**What you have to do:**
Print the entries below verbatim, beginning at the line that contains "like [476, 267]." and continuing through the last line of the entries.

[Dataset excerpt]
------------------------

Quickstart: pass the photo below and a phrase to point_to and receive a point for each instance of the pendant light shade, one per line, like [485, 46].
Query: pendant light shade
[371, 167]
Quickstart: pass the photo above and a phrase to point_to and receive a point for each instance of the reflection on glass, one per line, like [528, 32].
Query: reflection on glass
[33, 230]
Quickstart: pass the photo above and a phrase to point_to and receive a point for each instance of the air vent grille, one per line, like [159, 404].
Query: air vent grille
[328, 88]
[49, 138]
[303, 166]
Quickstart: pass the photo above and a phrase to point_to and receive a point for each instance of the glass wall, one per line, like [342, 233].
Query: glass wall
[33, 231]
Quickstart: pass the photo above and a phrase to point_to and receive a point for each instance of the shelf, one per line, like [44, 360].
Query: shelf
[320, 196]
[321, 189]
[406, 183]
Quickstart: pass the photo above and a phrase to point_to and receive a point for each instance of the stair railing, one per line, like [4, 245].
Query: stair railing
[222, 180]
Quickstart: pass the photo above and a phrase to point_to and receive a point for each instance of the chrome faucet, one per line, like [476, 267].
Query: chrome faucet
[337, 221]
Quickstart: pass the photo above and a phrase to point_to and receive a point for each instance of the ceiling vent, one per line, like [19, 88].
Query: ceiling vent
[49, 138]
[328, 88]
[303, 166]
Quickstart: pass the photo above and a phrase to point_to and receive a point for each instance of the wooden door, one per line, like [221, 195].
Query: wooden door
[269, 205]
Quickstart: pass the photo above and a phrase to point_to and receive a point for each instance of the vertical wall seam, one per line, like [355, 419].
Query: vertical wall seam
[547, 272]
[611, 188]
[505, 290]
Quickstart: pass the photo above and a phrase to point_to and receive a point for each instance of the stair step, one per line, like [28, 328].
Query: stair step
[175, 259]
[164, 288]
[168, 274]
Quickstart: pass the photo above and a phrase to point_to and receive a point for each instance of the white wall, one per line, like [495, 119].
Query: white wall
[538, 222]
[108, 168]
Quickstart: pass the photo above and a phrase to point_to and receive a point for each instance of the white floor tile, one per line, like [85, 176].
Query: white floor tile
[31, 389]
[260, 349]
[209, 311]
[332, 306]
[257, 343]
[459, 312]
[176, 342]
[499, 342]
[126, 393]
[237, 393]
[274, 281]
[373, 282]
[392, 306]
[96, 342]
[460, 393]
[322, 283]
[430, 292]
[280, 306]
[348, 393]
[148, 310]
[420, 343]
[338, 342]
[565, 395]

------------------------

**Exercise answer:**
Quickstart: pass the photo above and a phrase to point_to and receive a point for each instance of the chrome faucet, one per line, like [476, 267].
Query: chrome faucet
[337, 221]
Quickstart: pass the photo above and a phrase to point_to and receive a point for each instance of the ceiling vent, one per line, like [19, 88].
Query: ceiling vent
[49, 138]
[328, 88]
[303, 166]
Quickstart: pass the photo above and a phrase to point_to and receive a point for each instance of the wooden door, one per line, like [221, 195].
Query: wooden door
[269, 205]
Quickstart: pass the photo above and a phrase to point_to and receive a point for each instance of the vertical wall seam, one per line, like [355, 419].
Query: vertical wall seam
[547, 272]
[611, 188]
[505, 290]
Quickstart: pass the photo above and a phrase to point_to and receive a point for each instance of the stair step, one per line, like [28, 328].
Query: stair step
[175, 259]
[164, 288]
[168, 274]
Quickstart: pass the photo above and a phrase to point_to and receive a point for each instance of the white wall, one per line, like [495, 119].
Query: white wall
[538, 222]
[108, 168]
Quickstart: pass the photo above and a phrase to point_to and receive a point for each instance of the white floor tile, one per line, like [85, 176].
Query: white floor tile
[31, 389]
[260, 349]
[209, 311]
[332, 306]
[257, 343]
[459, 312]
[176, 342]
[499, 342]
[126, 393]
[237, 393]
[274, 281]
[373, 282]
[392, 306]
[96, 342]
[460, 393]
[322, 283]
[430, 292]
[280, 306]
[348, 393]
[148, 310]
[420, 343]
[338, 342]
[565, 395]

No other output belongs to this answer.